Passage provided -

* * * * * * *

I finally looked up where you've lived/gone on a map (first three essentially suburbs of the largest city in the 2nd most expensive property tax county) to Waterbury (the 6th most expensive tax county)

The more we talk about it, the more we think we'll look for an existing house on property. They only restriction will be the availability of a primary care phys so that when we're old, we don't have to drive an hour or so for an appointment.

I'll most likely stay home to care for the property and any animals and hunt and grow food. We feel subsistence and independence have to come first before we try to create and sell abundance.

We're not opposed to a long drive to work for my wife or for some supplies, but medical care is a concern. We are both on maintenance drugs that although they're generic now, are nonetheless expensive without health insurance.

This year we're in Elmore State Park on our 7-8 year quest for a place to settle in Vermont after our daughter finishes school in NY. (Last year Stillwater State Park in Groton.)

We'll be up in a couple of weeks!

Todd.


----------



## Lookin4GoodLife (Oct 14, 2013)

mreynolds said:


> She told me she might let me see what she does this year lol.


Yeah, good luck with that. For years I tried to get my mother to teach me her fried chicken. Best fried chicken I've ever eaten anywhere. She said, "I'll make you fried chicken any time you want me to!" Yeah, she took that to the grave with her.


----------



## Ravine (Jun 1, 2015)

* * * * * * *

Work task 1 - List every place name that appears in the forum thread about settling in Vermont.
Work task 2 - Go on with the forum thread about settling in Vermont, writing the post that follows its last header.

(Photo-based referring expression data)
* * * * * * *

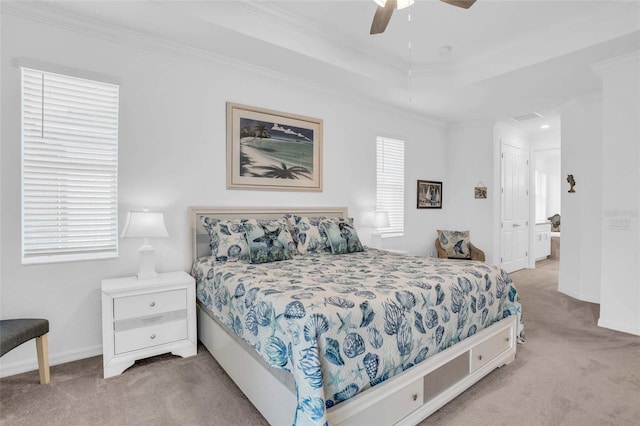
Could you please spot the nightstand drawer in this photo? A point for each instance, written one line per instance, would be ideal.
(146, 337)
(149, 304)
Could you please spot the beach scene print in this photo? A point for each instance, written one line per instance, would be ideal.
(275, 151)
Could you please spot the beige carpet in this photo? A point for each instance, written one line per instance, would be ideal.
(569, 372)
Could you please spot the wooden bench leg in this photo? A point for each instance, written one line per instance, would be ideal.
(42, 347)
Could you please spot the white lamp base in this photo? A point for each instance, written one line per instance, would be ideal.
(147, 264)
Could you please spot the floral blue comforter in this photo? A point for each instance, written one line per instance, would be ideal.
(343, 323)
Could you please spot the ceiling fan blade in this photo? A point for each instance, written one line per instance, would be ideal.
(382, 17)
(465, 4)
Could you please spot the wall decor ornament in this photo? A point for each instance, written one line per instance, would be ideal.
(273, 150)
(429, 194)
(572, 182)
(480, 191)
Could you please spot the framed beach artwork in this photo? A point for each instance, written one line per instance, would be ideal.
(429, 194)
(273, 150)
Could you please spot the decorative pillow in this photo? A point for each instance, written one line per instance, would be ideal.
(291, 223)
(309, 233)
(455, 243)
(269, 240)
(342, 237)
(227, 239)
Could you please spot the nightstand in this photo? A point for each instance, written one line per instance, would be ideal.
(147, 317)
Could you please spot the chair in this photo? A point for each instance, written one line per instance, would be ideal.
(476, 253)
(15, 332)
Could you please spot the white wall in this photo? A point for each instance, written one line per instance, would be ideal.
(580, 246)
(471, 157)
(620, 209)
(172, 155)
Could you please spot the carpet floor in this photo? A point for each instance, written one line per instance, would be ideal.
(569, 372)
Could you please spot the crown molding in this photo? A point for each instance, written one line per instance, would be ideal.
(582, 32)
(44, 13)
(602, 67)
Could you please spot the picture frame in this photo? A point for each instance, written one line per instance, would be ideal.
(273, 150)
(480, 192)
(429, 194)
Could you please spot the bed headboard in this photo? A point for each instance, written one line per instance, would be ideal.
(200, 238)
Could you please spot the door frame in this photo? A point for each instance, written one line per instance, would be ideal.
(497, 206)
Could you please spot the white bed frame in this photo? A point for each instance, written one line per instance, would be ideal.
(405, 399)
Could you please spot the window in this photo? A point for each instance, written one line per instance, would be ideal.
(69, 168)
(390, 184)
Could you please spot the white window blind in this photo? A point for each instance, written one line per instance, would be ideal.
(69, 168)
(390, 184)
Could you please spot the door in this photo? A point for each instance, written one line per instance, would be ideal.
(514, 208)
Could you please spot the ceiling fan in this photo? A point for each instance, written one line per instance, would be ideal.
(386, 7)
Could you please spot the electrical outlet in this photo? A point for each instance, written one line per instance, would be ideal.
(619, 224)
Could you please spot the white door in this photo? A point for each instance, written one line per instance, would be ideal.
(514, 208)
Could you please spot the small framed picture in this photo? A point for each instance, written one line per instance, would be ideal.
(429, 194)
(481, 192)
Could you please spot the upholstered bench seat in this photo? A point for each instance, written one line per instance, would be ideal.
(14, 332)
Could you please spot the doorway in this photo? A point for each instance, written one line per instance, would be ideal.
(514, 208)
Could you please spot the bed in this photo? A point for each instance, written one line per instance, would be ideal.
(368, 337)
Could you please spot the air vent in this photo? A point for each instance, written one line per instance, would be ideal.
(527, 117)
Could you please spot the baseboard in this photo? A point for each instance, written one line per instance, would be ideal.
(613, 325)
(582, 297)
(22, 366)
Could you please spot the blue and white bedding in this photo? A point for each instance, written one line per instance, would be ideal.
(343, 323)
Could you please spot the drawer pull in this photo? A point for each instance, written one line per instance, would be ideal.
(151, 319)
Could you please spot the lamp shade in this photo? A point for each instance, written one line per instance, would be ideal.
(145, 224)
(401, 3)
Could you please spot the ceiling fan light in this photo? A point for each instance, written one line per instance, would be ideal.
(401, 3)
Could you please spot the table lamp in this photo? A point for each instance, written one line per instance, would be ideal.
(376, 219)
(145, 224)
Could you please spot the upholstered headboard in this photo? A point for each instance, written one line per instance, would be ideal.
(200, 238)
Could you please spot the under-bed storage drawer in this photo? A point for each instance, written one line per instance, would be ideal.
(392, 409)
(490, 348)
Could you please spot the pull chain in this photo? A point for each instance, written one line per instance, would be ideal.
(410, 73)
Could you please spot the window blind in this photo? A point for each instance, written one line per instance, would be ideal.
(390, 184)
(69, 168)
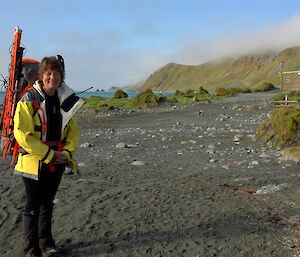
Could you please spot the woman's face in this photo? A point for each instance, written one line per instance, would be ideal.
(51, 81)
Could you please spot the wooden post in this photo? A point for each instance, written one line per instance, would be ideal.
(286, 99)
(281, 73)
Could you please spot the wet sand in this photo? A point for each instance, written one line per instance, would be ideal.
(203, 186)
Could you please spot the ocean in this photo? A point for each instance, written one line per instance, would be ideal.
(94, 93)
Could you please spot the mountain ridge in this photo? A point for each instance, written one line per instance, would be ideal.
(246, 71)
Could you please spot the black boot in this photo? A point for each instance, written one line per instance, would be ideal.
(30, 226)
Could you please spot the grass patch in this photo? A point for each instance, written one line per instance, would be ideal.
(263, 87)
(292, 96)
(281, 128)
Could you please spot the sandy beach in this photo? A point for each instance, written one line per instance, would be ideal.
(171, 181)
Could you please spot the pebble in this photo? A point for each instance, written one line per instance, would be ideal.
(121, 145)
(137, 163)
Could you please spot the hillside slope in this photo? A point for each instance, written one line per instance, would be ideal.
(245, 71)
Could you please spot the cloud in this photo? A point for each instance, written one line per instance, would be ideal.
(111, 56)
(275, 38)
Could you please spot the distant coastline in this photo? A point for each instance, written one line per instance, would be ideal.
(96, 93)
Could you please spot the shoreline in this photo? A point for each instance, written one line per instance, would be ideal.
(191, 196)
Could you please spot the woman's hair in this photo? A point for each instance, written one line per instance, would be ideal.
(50, 63)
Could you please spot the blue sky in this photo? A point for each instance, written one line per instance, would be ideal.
(121, 42)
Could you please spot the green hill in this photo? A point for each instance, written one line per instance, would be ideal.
(245, 71)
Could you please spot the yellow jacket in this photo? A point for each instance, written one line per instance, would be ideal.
(30, 129)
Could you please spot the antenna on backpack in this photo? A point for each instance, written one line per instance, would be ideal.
(62, 62)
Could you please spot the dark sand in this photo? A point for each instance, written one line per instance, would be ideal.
(192, 197)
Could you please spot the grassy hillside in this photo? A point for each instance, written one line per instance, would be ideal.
(245, 71)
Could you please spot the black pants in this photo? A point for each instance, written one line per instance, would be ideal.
(37, 217)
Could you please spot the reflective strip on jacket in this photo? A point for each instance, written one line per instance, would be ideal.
(30, 128)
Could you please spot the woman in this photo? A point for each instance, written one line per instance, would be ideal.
(47, 132)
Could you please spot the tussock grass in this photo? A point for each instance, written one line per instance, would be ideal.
(281, 128)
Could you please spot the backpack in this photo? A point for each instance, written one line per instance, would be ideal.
(22, 74)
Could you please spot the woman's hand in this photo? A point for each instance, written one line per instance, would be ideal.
(59, 158)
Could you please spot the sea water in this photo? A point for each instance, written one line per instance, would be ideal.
(96, 93)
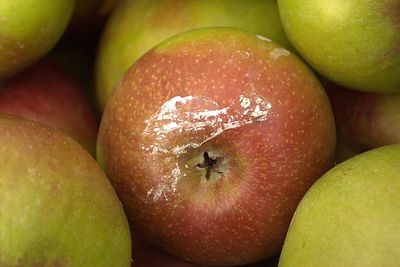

* * * * * * *

Exercise output 1 - Waterbury, Elmore State Park, Vermont, NY, Stillwater State Park, Groton

Exercise output 2 -
Cool have fun at Elmore. That's a decent area and not too far from me. Morrisville is a decent sized town where you'll be able to find Dr.'s probably a clinic, groceries etc. Just be advised its nickname is MoVegas, LOL.


----------



## farmerDale (Jan 8, 2011)

A bit off topic, but why wait for the kids to leave? Kids will respond so well to a rural farm life, and I feel they will gain from it so much. Just a though more on the WHEN, than the how and where.

No place like a farm to have and raise kids!


----------



## dltasig7 (Feb 5, 2015)

farmerDale said:


> A bit off topic, but why wait for the kids to leave? Kids will respond so well to a rural farm life, and I feel they will gain from it so much. Just a though more on the WHEN, than the how and where.
> 
> No place like a farm to have and raise kids!


Agreed! We have three kids. My son, and my wife's son and daughter. The boys graduate next June. My step-daughter's father would never agree to letting us leave the state with her. (Their agreement even says that if going out of the county, the other has to be notified.)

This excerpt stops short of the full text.